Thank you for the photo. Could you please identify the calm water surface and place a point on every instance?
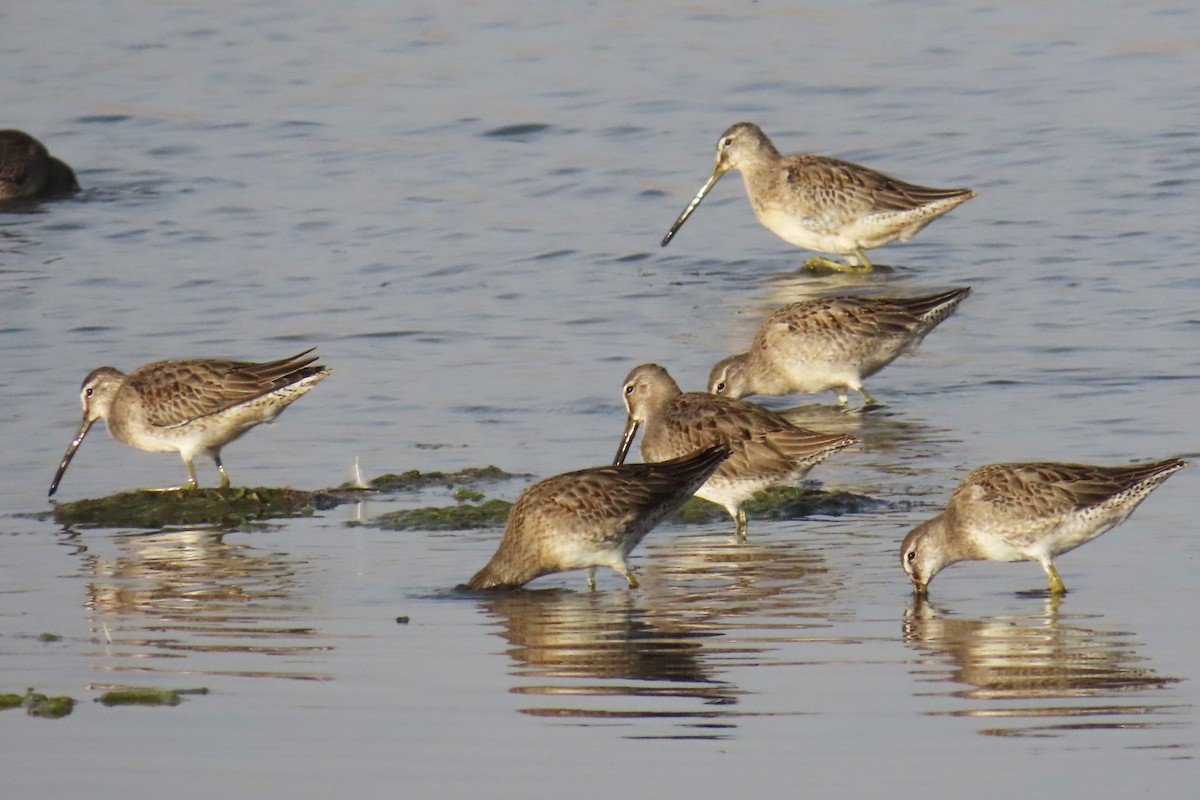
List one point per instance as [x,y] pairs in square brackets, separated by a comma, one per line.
[461,205]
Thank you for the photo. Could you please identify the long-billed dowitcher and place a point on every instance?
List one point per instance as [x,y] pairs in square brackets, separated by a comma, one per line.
[28,169]
[593,517]
[766,449]
[191,407]
[834,343]
[1029,512]
[823,204]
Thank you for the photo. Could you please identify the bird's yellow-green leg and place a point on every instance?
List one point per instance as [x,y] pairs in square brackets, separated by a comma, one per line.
[863,265]
[191,480]
[225,476]
[630,577]
[739,523]
[1056,584]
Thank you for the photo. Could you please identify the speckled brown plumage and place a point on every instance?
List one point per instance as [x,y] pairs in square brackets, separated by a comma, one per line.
[766,449]
[28,169]
[831,343]
[823,204]
[1029,512]
[191,407]
[592,517]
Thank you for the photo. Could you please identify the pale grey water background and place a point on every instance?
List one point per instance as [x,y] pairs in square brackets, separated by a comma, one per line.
[461,205]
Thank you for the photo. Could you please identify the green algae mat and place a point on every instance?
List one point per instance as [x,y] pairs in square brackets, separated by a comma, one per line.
[235,506]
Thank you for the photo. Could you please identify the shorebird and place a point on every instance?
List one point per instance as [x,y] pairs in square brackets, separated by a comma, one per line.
[766,449]
[593,517]
[823,204]
[1029,512]
[28,169]
[190,407]
[827,343]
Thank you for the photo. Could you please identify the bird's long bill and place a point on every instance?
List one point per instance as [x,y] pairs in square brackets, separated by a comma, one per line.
[627,439]
[720,169]
[66,458]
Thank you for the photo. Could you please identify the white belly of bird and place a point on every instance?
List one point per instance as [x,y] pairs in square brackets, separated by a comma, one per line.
[799,232]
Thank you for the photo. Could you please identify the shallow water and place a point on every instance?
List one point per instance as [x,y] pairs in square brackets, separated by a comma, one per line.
[461,205]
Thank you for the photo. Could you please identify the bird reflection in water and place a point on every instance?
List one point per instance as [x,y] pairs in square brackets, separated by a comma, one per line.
[665,651]
[190,602]
[1047,667]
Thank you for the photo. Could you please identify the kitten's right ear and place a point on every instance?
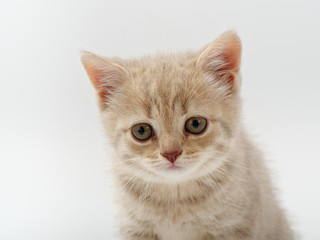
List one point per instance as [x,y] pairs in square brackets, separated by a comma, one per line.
[105,75]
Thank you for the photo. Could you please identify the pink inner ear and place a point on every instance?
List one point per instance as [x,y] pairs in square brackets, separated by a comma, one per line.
[94,74]
[231,54]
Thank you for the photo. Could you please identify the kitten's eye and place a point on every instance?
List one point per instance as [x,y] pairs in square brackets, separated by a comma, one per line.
[142,131]
[196,125]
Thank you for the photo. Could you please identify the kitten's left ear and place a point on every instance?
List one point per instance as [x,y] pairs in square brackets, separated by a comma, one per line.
[222,59]
[105,75]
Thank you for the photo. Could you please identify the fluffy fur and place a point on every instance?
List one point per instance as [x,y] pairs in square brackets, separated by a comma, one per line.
[221,189]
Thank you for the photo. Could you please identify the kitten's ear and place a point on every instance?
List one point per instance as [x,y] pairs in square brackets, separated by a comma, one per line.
* * * * * * *
§ **Task requirements**: Lines with the word "green": copy each one from the data above.

§ **Solution to the exercise**:
Thank you for the photo. Could you please identify the bird's yellow-green leg and place a point on every instance?
Thank you for the photo. Could you please identify the green algae mat and place a point on every instance?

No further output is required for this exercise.